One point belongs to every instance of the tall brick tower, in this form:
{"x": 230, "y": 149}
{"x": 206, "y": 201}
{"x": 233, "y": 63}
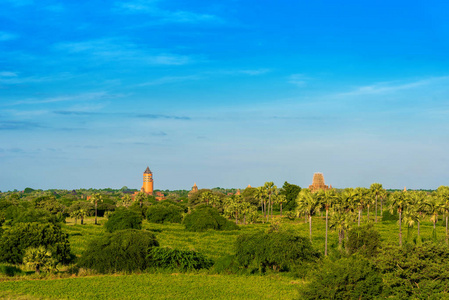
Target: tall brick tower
{"x": 147, "y": 186}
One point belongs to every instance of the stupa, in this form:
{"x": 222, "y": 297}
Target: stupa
{"x": 318, "y": 183}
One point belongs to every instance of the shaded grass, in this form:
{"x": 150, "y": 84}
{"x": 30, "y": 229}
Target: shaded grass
{"x": 154, "y": 286}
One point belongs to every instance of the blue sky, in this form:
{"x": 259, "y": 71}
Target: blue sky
{"x": 223, "y": 93}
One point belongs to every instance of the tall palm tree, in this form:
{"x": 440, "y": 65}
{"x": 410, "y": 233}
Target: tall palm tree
{"x": 442, "y": 193}
{"x": 94, "y": 199}
{"x": 327, "y": 199}
{"x": 261, "y": 194}
{"x": 399, "y": 201}
{"x": 308, "y": 204}
{"x": 376, "y": 190}
{"x": 271, "y": 190}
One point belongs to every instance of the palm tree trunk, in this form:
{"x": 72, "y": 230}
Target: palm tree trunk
{"x": 368, "y": 214}
{"x": 310, "y": 226}
{"x": 325, "y": 241}
{"x": 95, "y": 212}
{"x": 400, "y": 228}
{"x": 375, "y": 219}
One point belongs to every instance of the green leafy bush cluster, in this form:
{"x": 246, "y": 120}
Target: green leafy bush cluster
{"x": 178, "y": 259}
{"x": 123, "y": 218}
{"x": 347, "y": 278}
{"x": 277, "y": 250}
{"x": 206, "y": 217}
{"x": 364, "y": 239}
{"x": 16, "y": 239}
{"x": 160, "y": 213}
{"x": 123, "y": 250}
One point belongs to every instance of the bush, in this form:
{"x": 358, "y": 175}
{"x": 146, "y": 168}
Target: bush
{"x": 415, "y": 271}
{"x": 346, "y": 278}
{"x": 161, "y": 213}
{"x": 123, "y": 250}
{"x": 24, "y": 235}
{"x": 178, "y": 259}
{"x": 10, "y": 270}
{"x": 364, "y": 239}
{"x": 206, "y": 217}
{"x": 277, "y": 250}
{"x": 123, "y": 218}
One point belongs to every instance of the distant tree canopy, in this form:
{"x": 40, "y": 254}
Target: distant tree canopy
{"x": 123, "y": 218}
{"x": 206, "y": 217}
{"x": 131, "y": 246}
{"x": 291, "y": 192}
{"x": 19, "y": 237}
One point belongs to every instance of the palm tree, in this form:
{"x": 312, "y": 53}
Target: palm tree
{"x": 376, "y": 190}
{"x": 38, "y": 258}
{"x": 308, "y": 204}
{"x": 360, "y": 200}
{"x": 327, "y": 199}
{"x": 140, "y": 197}
{"x": 261, "y": 194}
{"x": 442, "y": 193}
{"x": 271, "y": 190}
{"x": 399, "y": 201}
{"x": 94, "y": 199}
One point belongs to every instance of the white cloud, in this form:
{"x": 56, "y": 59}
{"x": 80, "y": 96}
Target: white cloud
{"x": 298, "y": 80}
{"x": 7, "y": 36}
{"x": 164, "y": 16}
{"x": 117, "y": 50}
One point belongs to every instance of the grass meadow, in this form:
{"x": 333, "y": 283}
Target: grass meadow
{"x": 200, "y": 285}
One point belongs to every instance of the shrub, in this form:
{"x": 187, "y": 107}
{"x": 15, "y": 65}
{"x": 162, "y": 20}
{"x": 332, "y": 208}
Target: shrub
{"x": 277, "y": 250}
{"x": 123, "y": 218}
{"x": 415, "y": 271}
{"x": 346, "y": 278}
{"x": 178, "y": 259}
{"x": 10, "y": 270}
{"x": 24, "y": 235}
{"x": 123, "y": 250}
{"x": 206, "y": 217}
{"x": 161, "y": 213}
{"x": 364, "y": 239}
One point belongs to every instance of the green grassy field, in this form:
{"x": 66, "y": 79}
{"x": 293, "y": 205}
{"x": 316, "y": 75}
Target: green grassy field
{"x": 213, "y": 244}
{"x": 153, "y": 286}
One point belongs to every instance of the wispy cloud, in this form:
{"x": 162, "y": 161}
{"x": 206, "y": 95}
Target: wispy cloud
{"x": 157, "y": 116}
{"x": 92, "y": 96}
{"x": 7, "y": 36}
{"x": 298, "y": 80}
{"x": 394, "y": 86}
{"x": 119, "y": 50}
{"x": 169, "y": 79}
{"x": 163, "y": 16}
{"x": 18, "y": 125}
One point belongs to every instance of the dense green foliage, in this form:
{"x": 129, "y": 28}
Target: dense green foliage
{"x": 278, "y": 250}
{"x": 123, "y": 250}
{"x": 123, "y": 218}
{"x": 206, "y": 217}
{"x": 16, "y": 239}
{"x": 160, "y": 213}
{"x": 184, "y": 260}
{"x": 364, "y": 239}
{"x": 346, "y": 278}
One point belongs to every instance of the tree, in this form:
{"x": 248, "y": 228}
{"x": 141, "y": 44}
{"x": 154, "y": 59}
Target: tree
{"x": 291, "y": 192}
{"x": 399, "y": 201}
{"x": 95, "y": 198}
{"x": 376, "y": 190}
{"x": 308, "y": 204}
{"x": 39, "y": 258}
{"x": 442, "y": 193}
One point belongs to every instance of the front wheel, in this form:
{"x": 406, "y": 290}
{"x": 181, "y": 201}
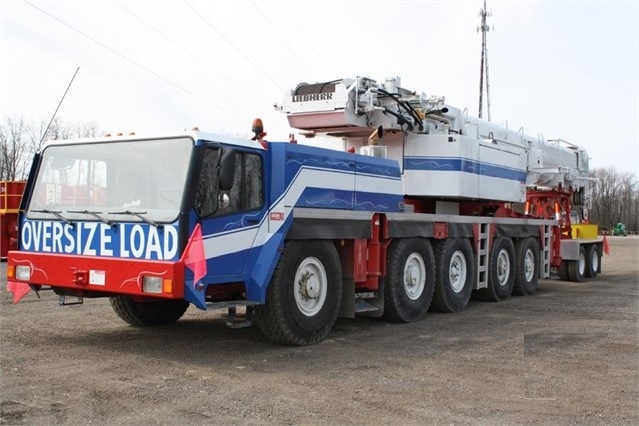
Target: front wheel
{"x": 148, "y": 314}
{"x": 304, "y": 295}
{"x": 577, "y": 268}
{"x": 410, "y": 280}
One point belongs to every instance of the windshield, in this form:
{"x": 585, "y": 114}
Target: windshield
{"x": 131, "y": 181}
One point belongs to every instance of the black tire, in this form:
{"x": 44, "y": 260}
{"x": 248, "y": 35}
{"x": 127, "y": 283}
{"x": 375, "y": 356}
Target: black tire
{"x": 593, "y": 261}
{"x": 501, "y": 271}
{"x": 148, "y": 314}
{"x": 291, "y": 315}
{"x": 527, "y": 267}
{"x": 455, "y": 272}
{"x": 577, "y": 268}
{"x": 410, "y": 280}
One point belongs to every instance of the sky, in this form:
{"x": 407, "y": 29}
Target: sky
{"x": 560, "y": 69}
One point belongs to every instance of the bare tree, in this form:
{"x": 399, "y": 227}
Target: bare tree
{"x": 14, "y": 149}
{"x": 20, "y": 140}
{"x": 615, "y": 198}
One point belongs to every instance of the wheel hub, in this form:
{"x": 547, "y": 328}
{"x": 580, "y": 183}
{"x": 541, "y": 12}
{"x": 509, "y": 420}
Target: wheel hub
{"x": 309, "y": 286}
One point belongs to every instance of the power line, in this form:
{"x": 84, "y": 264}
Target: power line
{"x": 131, "y": 61}
{"x": 237, "y": 49}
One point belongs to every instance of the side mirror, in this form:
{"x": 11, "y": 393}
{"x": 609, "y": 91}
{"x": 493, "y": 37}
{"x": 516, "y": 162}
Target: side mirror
{"x": 227, "y": 169}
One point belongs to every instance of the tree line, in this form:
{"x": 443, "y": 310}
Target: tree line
{"x": 615, "y": 195}
{"x": 21, "y": 139}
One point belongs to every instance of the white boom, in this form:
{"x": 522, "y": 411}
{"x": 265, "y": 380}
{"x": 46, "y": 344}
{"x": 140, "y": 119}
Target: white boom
{"x": 443, "y": 151}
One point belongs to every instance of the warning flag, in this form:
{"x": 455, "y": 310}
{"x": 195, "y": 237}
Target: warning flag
{"x": 606, "y": 247}
{"x": 193, "y": 256}
{"x": 18, "y": 289}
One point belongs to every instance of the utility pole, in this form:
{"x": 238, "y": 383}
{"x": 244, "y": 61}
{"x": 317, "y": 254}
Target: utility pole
{"x": 484, "y": 28}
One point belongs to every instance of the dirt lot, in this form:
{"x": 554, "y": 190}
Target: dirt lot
{"x": 567, "y": 355}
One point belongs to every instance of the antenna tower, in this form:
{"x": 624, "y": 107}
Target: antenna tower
{"x": 484, "y": 28}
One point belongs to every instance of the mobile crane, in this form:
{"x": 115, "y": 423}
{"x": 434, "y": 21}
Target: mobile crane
{"x": 431, "y": 207}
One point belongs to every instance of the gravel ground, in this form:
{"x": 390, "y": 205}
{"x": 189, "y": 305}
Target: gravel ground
{"x": 567, "y": 355}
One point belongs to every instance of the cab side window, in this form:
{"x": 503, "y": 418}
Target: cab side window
{"x": 246, "y": 194}
{"x": 247, "y": 191}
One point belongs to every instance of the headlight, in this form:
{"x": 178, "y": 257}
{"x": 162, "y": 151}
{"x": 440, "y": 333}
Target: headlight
{"x": 23, "y": 272}
{"x": 152, "y": 284}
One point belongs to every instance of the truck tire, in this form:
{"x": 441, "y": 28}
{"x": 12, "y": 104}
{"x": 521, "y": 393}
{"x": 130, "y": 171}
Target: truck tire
{"x": 501, "y": 272}
{"x": 148, "y": 314}
{"x": 410, "y": 280}
{"x": 527, "y": 267}
{"x": 304, "y": 295}
{"x": 593, "y": 261}
{"x": 577, "y": 268}
{"x": 454, "y": 273}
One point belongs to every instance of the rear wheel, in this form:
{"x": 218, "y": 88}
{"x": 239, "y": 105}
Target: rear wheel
{"x": 145, "y": 314}
{"x": 454, "y": 275}
{"x": 593, "y": 261}
{"x": 410, "y": 280}
{"x": 501, "y": 273}
{"x": 527, "y": 263}
{"x": 577, "y": 268}
{"x": 304, "y": 295}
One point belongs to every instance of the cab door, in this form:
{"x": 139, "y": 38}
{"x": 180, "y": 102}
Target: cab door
{"x": 230, "y": 218}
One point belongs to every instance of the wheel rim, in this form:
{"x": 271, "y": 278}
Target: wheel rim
{"x": 582, "y": 264}
{"x": 457, "y": 270}
{"x": 310, "y": 286}
{"x": 503, "y": 267}
{"x": 529, "y": 265}
{"x": 414, "y": 276}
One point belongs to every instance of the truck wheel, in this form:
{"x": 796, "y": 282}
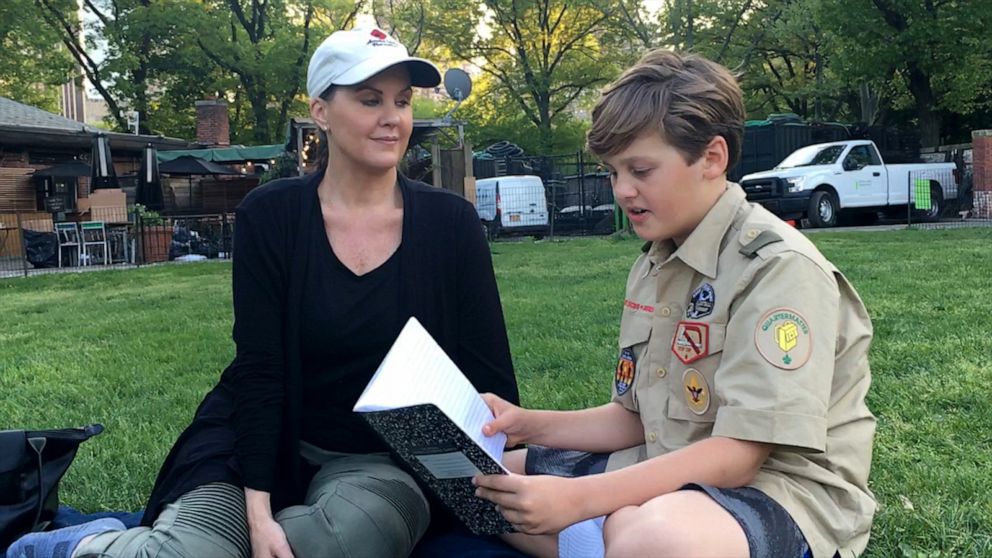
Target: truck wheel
{"x": 936, "y": 205}
{"x": 822, "y": 211}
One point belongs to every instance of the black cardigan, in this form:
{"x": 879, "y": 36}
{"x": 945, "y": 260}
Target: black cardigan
{"x": 448, "y": 285}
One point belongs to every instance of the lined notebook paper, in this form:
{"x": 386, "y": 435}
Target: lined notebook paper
{"x": 428, "y": 412}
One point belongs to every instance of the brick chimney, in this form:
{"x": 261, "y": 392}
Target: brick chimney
{"x": 981, "y": 143}
{"x": 213, "y": 128}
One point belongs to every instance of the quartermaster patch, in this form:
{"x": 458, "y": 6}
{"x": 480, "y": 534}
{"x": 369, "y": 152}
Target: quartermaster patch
{"x": 624, "y": 377}
{"x": 696, "y": 391}
{"x": 691, "y": 341}
{"x": 701, "y": 302}
{"x": 783, "y": 338}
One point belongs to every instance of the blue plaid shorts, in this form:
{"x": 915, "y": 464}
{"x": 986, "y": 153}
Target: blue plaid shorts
{"x": 769, "y": 529}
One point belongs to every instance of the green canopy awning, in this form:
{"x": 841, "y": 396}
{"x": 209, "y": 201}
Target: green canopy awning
{"x": 236, "y": 154}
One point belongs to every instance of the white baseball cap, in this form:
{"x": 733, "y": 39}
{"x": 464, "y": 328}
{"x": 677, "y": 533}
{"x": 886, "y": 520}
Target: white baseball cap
{"x": 350, "y": 57}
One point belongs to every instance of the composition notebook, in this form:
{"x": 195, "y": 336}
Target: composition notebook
{"x": 428, "y": 412}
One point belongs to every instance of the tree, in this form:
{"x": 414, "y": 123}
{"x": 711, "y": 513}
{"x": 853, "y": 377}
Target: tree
{"x": 542, "y": 55}
{"x": 33, "y": 65}
{"x": 932, "y": 48}
{"x": 266, "y": 46}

* [TASK REQUIREMENTS]:
Nothing should appear in the answer except the lines from the one containing "Target: green canopy awning" to the end of the data above, reproduced exactly.

* [YOUR RESPONSE]:
Target: green canopy awning
{"x": 236, "y": 154}
One point belongs to every instance of the white baseball cap, in this form:
{"x": 733, "y": 39}
{"x": 464, "y": 328}
{"x": 677, "y": 533}
{"x": 886, "y": 520}
Target: white baseball cap
{"x": 350, "y": 57}
One point belongs to every instance of the composition notebook, in this form:
{"x": 195, "y": 336}
Target: composition notebook
{"x": 428, "y": 412}
One point belongs to every instance of the tree, in this form:
{"x": 414, "y": 123}
{"x": 711, "y": 513}
{"x": 853, "y": 377}
Target: tree
{"x": 542, "y": 55}
{"x": 33, "y": 65}
{"x": 932, "y": 48}
{"x": 266, "y": 46}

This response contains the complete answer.